>> start SELECTED EXCERPT

An essential and often overlooked academic reading skills is to guess the meanings of the words in the passages. The IELTS Reading Test will access you on a wide range of reading skills. You should be able to read thoroughly or skim through passages to understand logical arguments and identify the author’s opinions. The Reading Test is different for the IELTS General Training and Academic Tests. What test you choose will depend on if you are taking the test for migration purposes or university entry. Although there are some significant differences between the tests, the common points are that both Reading tests last for 60 minutes and comprise of 40 questions.
In this case, it is very much possible that you won’t understand few of the words that are in the passages. You do not want to let these words stop you from understanding the rest of the passages, which is where being able to guess a meaning of the word is extremely important to achieve your target score. To help you achieve your target score in the IELTS test, here are some tips or strategies that could help you when dealing with unfamiliar words on the IELTS test
Improving your Reading Speed
To improve your reading speed, you need to practice reading and do it consistently. Start by dividing the sentence, do this by looking for the sentence’s subject or the verb. Finding the subject and verb will help you understand the meaning of the sentence.

>> end SELECTED EXCERPT
>> start RECORD LIST

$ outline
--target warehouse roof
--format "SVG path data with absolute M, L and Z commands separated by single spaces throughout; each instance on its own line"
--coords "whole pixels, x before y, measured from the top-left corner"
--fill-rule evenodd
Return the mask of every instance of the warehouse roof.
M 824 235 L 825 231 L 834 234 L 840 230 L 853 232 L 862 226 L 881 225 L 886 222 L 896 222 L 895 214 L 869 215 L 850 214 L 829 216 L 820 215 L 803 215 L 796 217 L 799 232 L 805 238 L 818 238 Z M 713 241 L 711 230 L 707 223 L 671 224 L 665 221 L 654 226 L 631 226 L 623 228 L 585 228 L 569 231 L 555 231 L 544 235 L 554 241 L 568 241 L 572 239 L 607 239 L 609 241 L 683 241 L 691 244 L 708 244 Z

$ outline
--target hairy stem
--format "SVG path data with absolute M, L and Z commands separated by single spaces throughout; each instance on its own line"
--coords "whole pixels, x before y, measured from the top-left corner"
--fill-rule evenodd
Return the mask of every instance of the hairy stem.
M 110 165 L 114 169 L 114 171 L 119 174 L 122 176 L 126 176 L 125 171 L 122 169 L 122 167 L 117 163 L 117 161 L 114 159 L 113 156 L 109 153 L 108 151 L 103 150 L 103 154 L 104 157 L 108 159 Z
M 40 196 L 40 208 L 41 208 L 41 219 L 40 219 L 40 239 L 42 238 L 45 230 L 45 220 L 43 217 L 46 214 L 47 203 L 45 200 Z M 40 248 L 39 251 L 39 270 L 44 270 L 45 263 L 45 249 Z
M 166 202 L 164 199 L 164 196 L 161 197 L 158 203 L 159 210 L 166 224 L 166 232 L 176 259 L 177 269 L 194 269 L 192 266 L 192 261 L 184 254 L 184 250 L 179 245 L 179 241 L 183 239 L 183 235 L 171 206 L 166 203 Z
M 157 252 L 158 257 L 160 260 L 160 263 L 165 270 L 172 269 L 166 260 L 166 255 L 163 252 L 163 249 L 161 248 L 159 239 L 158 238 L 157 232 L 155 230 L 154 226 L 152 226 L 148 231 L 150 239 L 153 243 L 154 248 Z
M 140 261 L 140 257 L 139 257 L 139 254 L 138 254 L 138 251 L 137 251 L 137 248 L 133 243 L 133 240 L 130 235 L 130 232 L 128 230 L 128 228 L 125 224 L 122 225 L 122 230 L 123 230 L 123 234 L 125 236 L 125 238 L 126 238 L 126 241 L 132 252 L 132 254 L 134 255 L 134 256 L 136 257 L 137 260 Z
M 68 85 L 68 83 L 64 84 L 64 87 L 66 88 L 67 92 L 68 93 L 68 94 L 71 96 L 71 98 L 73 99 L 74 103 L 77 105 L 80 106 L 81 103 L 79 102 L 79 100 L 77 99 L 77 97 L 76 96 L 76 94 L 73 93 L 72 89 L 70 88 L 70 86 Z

>> end RECORD LIST

**EXERCISE GOAL:** Decide whether each statement agrees with the text on IELTS reading, answering yes or no and quoting the deciding words of the text. 1. Both Reading tests last 60 minutes. 2. The Reading Test is the same for the General Training and Academic Tests. 3. To improve reading speed, you should start by looking for a sentence's subject or verb. The lines were taken from a separate source.

**OUTPUT FOR THIS TASK:**
1. Yes: "both Reading tests last for 60 minutes and comprise of 40 questions"
2. No: "The Reading Test is different for the IELTS General Training and Academic Tests."
3. Yes: "Start by dividing the sentence, do this by looking for the sentence’s subject or the verb."